**Required work**
Carry the corn chowder recipe below forward, picking up right after its last sentence.

**Page extract**

--------

I used the frozen corn from the freezer and made her a healthy and nutritious corn chowder. And according to everyone in the house it was much tastier than the clam chowder at Boudin.  Not to mention much healthier.

Audrey just wished it was in a bowl of sourdough bread.

Corn Chowder with Queso Fresco and Chive

Ingredients:

1/2 teaspoon olive oil

1/3 cup chopped scallions

1 garlic clove, chopped

3 1/2 cups frozen corn kernels

1 (6 oz) russet potato, peeled and diced

5 cups 1% milk

1 chicken bouillon cube (or Vegetable Better than Bouillon)

1/4 onion, chopped

1/4 cup fat free Fage

salt and fresh pepper, to taste

3 oz (6 tbsp) crumbled queso fresco or reduced fat feta

Preparation:

Heat a medium heavy pot or Dutch oven on medium heat. Add oil and sauté scallions and garlic and onion for 1 minute. Add the corn, potatoes, milk, bouillon, and cilantro in a large pot and bring to a boil. Reduce heat to medium-low, cover and simmer for approximately 15 minutes or until the corn is tender, stirring occasionally.

--------

Stored items:
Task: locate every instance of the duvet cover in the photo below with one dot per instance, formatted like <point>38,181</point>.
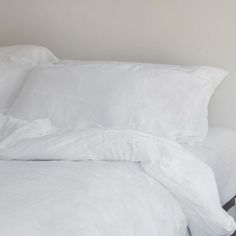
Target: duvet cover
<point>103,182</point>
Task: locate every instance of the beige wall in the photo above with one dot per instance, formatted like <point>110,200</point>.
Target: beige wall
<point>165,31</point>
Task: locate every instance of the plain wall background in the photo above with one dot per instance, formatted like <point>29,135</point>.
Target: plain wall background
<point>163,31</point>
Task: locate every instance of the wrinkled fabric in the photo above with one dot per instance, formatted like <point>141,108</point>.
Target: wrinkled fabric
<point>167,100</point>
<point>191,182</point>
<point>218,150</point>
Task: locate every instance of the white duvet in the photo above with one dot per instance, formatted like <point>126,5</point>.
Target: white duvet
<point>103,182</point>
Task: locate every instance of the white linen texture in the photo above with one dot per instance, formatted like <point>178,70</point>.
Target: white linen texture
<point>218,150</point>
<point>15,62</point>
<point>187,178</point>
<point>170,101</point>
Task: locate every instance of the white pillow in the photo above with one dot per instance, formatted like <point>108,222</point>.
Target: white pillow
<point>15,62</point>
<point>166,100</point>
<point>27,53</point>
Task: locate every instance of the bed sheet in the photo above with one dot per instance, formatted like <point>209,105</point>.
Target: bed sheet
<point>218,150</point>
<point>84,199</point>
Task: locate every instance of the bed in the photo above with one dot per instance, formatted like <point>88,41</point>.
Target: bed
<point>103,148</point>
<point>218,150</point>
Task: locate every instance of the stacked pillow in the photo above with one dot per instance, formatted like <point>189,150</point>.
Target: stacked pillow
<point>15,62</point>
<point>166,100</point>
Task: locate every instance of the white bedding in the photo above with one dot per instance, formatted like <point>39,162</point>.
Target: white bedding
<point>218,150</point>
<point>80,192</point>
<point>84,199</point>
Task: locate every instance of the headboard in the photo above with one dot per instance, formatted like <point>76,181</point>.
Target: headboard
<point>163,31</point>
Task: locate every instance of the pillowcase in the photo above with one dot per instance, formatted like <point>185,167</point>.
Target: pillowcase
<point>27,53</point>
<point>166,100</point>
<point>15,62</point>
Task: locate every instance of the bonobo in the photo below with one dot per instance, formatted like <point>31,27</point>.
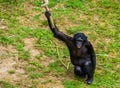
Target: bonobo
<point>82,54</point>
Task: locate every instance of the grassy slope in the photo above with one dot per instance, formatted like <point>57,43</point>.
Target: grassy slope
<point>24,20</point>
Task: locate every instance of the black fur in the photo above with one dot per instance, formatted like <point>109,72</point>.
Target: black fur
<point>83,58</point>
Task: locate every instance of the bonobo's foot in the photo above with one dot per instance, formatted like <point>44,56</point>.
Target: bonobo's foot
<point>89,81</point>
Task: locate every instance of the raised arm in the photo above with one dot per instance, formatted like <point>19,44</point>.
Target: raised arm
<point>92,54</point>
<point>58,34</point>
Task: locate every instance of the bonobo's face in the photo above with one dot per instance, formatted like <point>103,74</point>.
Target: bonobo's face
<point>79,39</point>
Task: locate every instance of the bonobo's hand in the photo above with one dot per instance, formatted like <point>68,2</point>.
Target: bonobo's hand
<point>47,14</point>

--------

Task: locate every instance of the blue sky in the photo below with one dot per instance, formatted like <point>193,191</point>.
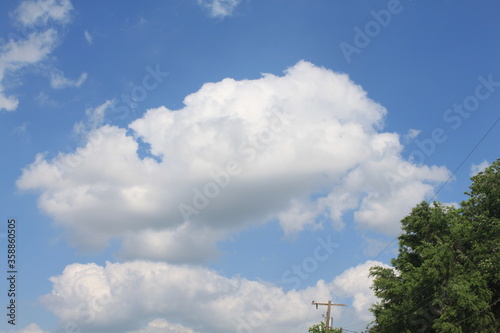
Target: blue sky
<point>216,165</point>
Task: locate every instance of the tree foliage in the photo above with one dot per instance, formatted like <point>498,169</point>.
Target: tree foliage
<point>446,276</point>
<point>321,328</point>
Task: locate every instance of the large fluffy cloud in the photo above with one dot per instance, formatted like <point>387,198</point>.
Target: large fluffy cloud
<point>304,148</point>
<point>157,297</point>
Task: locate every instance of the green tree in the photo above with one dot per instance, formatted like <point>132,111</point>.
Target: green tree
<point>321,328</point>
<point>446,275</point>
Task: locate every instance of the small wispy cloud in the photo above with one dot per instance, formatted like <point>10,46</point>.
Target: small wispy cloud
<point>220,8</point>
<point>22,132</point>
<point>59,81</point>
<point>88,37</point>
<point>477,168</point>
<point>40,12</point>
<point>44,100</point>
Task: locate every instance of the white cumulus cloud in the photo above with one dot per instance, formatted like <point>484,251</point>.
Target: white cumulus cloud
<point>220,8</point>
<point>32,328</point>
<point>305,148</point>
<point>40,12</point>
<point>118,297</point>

--------

**Output of the exercise**
Remove from heat and reserve 6 tablespoons of the corn kernels for topping. Add yogurt to the soup and purée in the blender in two batches, careful not to burn yourself; return to the pot.

Adjust salt and pepper, to taste and heat over low heat 2-3 minutes, stirring occasionally.

Pour into 6 bowls and garnish each bowl with 1 tablespoon each of corn kernels and cheese. Top with fresh chive.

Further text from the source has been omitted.